* START Page *
Pandolin’s throwback to IFFLA 2016
“Today’s niche is tomorrow’s mainstream”
Indian cinema has always been a representative of its complex web of social, political, economical and historical threads. With constantly changing social interactions, growing urban boundaries, polarizing political ideologies and increasing burden of glorious past – Today, Indian cinema is telling stories only we can tell. The kind of stories that go beyond the national context and have a global connect. These stories don’t try to mock and shock, but show the world what we have to offer. Our independent cinema community is getting bigger and better at home and stronger in the international circuit. Regional independent cinema has become a powerhouse of talent and experiments. There’s a strong representation of unique stories and young voices from various regions of India that are finding takers in the global space.
Since it’s inception in 2003, the Indian Film Festival of Los Angeles (IFFLA) has been a core supporter of Indian independent cinema. Founded by Christina Marouda, IFFLA has been a strong proponent of independent cinema for years. Films it featured once have gone on to become cults of the new-wave of Indian cinema. IFFLA alums are now hugely lauded and leading filmmakers of the Indian cinematic scene. In the heart of Hollywood, this platform has helped Indian indies in cultivating new audiences. The 14th edition of IFFLA concluded a few days ago and here are the highlights of the festival for Pandolin readers.
As always IFFLA had an impressive lineup of films this year as well, with a record number of films by women filmmakers. The lineup consisted of films that were appreciated by audiences across the world over the last year – Hansal Mehta’s Aligarh, Q’s Brahman Naman, Leena Yadav’s Parched, Deepa Mehta’s Beeba Boys, Neeraj Ghaywan’s Masaan, Prashant Nair’s Umrika, to name a few along with an excellent variety of short films.
The festival opened on April 6, 2016 with a star-studded red carpet featuring the cast of Angry Indian Goddesses. IFFLA alum Pan Nalin returned with Angry Indian Goddesses which was the Opening Night Gala movie. The screening was followed by a Q&A with the leads and producer of Angry Indian Goddesses — Sandhya Mridul, Pavleen Gujral, Sarah Jane Dias, Rajshree, Anoushka Manchanda and Gaurav Dhingra. Following the terrific start, the festival ride continued to enthrall audiences. Ruchika Oberoi’s Island City brilliantly showed three different tales in her debut feature. Ottaal, Aligarh, Kirumi, Kothanodi, CRD, Parched and Umrika showcased some top-of-the-game performances by their respective casts. Masaan and Brahman Naman continued to win hearts in their LA premieres. From The Manliest Man to Daaravtha, we saw the promising exploration of themes through short films. The Closing Night Gala was Waiting — starring Naseeruddin Shah and Kalki Koechlin. Kalki made an appearance on the closing night red carpet with the director of the film Anu Menon.
* END Page *
* START Extracted records *
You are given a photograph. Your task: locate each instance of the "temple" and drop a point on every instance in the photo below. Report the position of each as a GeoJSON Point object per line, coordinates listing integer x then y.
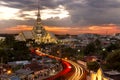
{"type": "Point", "coordinates": [38, 33]}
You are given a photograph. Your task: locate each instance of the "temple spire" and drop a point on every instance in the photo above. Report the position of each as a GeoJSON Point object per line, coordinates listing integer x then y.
{"type": "Point", "coordinates": [38, 14]}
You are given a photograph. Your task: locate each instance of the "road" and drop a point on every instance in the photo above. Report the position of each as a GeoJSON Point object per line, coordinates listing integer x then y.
* END Extracted records *
**Objective A:** In the piece on IFFLA 2016, which film was the Opening Night Gala?
**Objective B:** Continue the piece on IFFLA 2016 after its last sentence.

**Task answer A:** Angry Indian Goddesses

**Task answer B:**
The year 2016 marks the 50th death anniversary of one of the finest filmmakers — Bimal Roy. In the honor of the legend, IFFLA showcased the classic Sunil Dutt – Nutan starrer Sujata. It was indeed a visual treat watching the re-mastered version of this classic. Bimal Roy’s fine observation of childhood and relationships with genius use of little animation to travel into the fantasy world of a prejudice-free society feels relevant even today and appeals to contemporary audiences.
Another highlight of this year was the Filmmakers Roundtable that had nine feature film directors in attendance and was moderated by John Nein – Senior Programmer at Sundance Film Festival. Filmmakers in presence were Anu Menon, Ruchika Oberoi, Q, Hansal Mehta, Sami Khan, Leena Yadav, Kranti Kanade, Bhaskar Hazarika, Vetri Maran. Catch the full discussion here where these filmmakers talk about the current state of independent cinema in India, distribution models, role of film festivals and censorship.
The film programming team’s amazing work was evident through the selection of films and responses from the audience. From terrific female buddies in Angry Indian Goddesses, quizzing nerds of 1980’s Bangalore in Brahman Naman, Indo-Canadian and Asian gangs in Beeba Boys, fascinating tales of Rajnikant’s fans in For the Love of a Man, Assamese folktale horror in Kothanodi, – the themes were vivid and setup against the backdrops we don’t see often on screen. The Shorts Program consisted of some amazing short films by young filmmakers representing new voices and hitting the right notes – be it visually or thematically.
Lines were huge to get into screenings and with the presence of filmmakers, it made the experience even more meaningful and memorable. Apart from the screenings and Q&A sessions, the IFFLA lounge was the creative hub throughout the festival with lots of insightful chats with filmmakers and writers. It was quite fun and exciting to hear the behind-the-scenes stories of Brahman Naman from the writer Naman Ramachandran himself, or how Saqib Pandor put together his directorial debut short film Mochi, or why Joyojeet Pal decided to produce For the Love of a Man, or how Shimit Amin believed in the visually strong short film Bunny.
The closing night of the festival also witnessed the presentation of the festival’s Grand Jury and Audience Choice Awards presented by HBO.
GRAND JURY AWARDS
Best Feature: VISAARANAI (INTERROGATION)
Best Actor: Sanjay Mishra for MASAAN
Best Actress: The cast of PARCHED: Tannishtha Chatterjee, Radhika Apte,
Surveen Chawla, and Lehar Khan
Feature Honorable Mention: ALIGARH
Feature Honorable Mention: MASAAN
Best Short Film: PLAYGROUNDS
Short Film Honorable Mention: LEECHES
Short Film Honorable Mention: THE MANLIEST MAN
AUDIENCE CHOICE AWARDS
Best Feature: PARCHED
Best Short: DAARAVTHA (THE THRESHOLD)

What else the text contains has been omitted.